**About this exercise**
The lines below that include the word "arms" are to be reported.

Items from a dataset
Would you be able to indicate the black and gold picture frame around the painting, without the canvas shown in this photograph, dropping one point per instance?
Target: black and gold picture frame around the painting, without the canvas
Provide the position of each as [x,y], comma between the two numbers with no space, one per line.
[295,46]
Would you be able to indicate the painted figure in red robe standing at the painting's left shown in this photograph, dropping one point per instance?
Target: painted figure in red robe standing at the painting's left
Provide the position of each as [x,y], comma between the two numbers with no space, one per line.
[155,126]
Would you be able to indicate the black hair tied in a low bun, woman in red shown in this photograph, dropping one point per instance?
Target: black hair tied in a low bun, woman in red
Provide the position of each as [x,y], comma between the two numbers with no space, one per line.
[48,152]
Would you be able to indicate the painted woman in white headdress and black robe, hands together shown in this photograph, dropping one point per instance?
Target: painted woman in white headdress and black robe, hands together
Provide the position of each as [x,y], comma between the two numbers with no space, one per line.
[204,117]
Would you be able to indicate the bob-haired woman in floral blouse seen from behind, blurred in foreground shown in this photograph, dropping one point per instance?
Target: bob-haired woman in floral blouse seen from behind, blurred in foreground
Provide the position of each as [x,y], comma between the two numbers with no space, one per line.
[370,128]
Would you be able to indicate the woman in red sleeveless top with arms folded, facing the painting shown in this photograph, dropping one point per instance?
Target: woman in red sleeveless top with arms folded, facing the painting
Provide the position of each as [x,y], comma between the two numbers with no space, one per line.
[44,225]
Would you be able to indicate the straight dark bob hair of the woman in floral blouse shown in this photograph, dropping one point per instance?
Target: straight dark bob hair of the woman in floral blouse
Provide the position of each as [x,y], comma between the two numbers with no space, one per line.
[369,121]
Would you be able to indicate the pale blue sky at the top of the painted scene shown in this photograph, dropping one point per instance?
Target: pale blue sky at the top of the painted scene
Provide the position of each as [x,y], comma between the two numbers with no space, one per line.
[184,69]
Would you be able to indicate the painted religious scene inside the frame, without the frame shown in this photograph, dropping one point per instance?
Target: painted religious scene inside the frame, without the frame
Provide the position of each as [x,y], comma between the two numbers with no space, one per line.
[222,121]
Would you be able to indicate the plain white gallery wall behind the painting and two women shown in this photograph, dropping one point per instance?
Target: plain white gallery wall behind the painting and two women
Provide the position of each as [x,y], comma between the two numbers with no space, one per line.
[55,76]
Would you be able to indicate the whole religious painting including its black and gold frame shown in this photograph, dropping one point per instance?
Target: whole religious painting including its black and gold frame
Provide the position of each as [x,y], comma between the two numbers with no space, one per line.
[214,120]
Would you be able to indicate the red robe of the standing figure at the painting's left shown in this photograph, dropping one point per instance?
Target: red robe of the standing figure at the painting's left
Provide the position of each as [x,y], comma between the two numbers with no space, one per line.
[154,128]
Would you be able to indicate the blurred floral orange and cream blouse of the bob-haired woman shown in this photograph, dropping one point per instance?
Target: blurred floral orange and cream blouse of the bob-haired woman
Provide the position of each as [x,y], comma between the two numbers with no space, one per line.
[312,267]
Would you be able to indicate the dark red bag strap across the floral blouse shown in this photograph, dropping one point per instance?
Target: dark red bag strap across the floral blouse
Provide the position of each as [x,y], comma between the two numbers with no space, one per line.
--
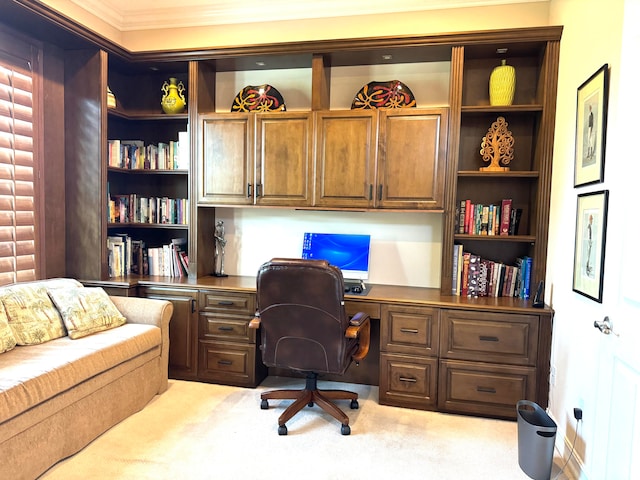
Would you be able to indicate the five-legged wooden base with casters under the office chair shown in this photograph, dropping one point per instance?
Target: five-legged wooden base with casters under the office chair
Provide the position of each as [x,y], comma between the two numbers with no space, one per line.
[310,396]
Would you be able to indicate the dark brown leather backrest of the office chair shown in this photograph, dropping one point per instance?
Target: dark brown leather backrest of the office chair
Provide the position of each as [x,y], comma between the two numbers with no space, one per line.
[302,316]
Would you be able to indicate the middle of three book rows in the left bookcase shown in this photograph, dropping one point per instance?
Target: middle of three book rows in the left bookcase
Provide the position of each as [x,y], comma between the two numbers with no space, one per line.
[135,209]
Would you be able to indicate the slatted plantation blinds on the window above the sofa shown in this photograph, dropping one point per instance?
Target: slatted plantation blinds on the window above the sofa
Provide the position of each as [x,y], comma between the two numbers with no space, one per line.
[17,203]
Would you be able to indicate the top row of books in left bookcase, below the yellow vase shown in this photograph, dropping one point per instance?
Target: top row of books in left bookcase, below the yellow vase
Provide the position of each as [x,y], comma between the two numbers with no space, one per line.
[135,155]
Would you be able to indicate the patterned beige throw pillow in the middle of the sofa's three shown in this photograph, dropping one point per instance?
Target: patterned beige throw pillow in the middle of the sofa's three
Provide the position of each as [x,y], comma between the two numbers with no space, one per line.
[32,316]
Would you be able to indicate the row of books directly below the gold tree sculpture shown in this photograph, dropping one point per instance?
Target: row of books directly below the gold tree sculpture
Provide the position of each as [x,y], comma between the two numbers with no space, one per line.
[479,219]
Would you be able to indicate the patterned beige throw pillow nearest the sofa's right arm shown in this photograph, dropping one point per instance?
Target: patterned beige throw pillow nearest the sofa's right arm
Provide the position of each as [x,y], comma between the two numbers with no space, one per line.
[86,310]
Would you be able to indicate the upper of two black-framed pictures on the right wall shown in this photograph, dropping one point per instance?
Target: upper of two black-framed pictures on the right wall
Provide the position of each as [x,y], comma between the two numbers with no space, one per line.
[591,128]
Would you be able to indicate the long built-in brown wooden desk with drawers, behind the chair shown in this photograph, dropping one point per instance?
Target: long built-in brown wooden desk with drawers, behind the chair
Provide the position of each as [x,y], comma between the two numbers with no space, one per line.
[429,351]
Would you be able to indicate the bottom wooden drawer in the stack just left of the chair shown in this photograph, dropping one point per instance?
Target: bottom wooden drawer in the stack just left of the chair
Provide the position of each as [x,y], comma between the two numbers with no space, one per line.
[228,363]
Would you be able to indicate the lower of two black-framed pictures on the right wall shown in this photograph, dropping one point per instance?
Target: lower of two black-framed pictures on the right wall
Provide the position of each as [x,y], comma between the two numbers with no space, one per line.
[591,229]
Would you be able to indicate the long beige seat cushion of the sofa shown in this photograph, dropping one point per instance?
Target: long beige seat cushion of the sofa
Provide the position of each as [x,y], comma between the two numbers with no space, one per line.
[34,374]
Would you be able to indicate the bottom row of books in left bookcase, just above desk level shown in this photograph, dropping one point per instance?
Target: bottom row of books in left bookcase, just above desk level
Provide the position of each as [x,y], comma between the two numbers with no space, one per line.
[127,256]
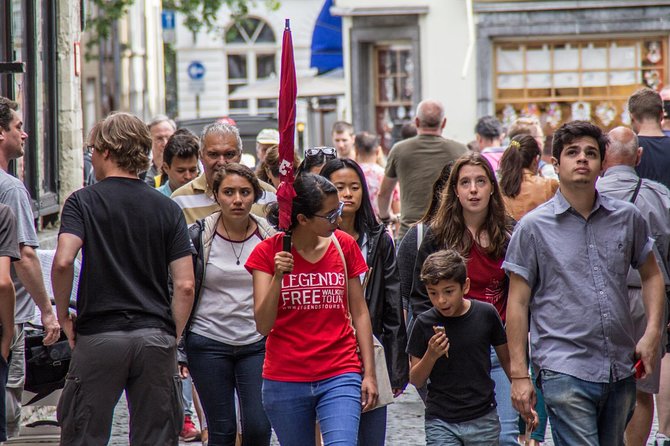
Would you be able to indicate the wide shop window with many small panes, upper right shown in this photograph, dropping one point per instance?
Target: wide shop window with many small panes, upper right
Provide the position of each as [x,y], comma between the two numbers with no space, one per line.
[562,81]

**Answer to the exercise**
Would you be able to indicate the woman in red sleeveless top with arms folded, facing the painting shown in this photograph, dropping one point per instance?
Target: woman in red sleeveless top with arms folded, facing the painting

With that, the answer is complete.